── RECORDS PROVIDED ──
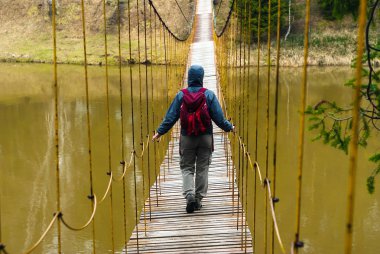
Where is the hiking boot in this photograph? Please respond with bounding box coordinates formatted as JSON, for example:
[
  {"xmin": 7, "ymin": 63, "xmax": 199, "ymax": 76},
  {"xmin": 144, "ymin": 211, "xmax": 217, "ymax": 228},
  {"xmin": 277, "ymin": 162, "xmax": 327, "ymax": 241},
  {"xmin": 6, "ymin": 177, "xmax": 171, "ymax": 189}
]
───
TASK DIRECTIONS:
Only the text of the records is to be reproduced exactly; skip the pictures.

SOLUTION FOR THIS EXERCISE:
Where is the hiking boot in this photograph? Please respond with bounding box coordinates formatted as JSON, for example:
[
  {"xmin": 7, "ymin": 63, "xmax": 199, "ymax": 76},
  {"xmin": 144, "ymin": 211, "xmax": 217, "ymax": 228},
  {"xmin": 277, "ymin": 162, "xmax": 327, "ymax": 241},
  {"xmin": 6, "ymin": 177, "xmax": 171, "ymax": 189}
]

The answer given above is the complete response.